GIVEN PROBLEM:
Turn each record's lines into a JSON list of strings, one string per line, with blank lines left out.

• • • •

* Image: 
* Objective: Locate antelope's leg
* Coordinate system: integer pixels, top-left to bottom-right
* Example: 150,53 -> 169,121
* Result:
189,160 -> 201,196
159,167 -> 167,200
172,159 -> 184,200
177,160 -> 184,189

• • • •

COMPLETED EXERCISE:
[
  "* Image: ",
  "* Objective: Locate antelope's leg",
  "* Coordinate system: integer pixels, top-left to bottom-right",
  "* Example: 150,53 -> 169,121",
  "* Result:",
  "189,160 -> 201,196",
  "159,167 -> 167,200",
  "172,159 -> 184,200",
  "177,160 -> 184,189"
]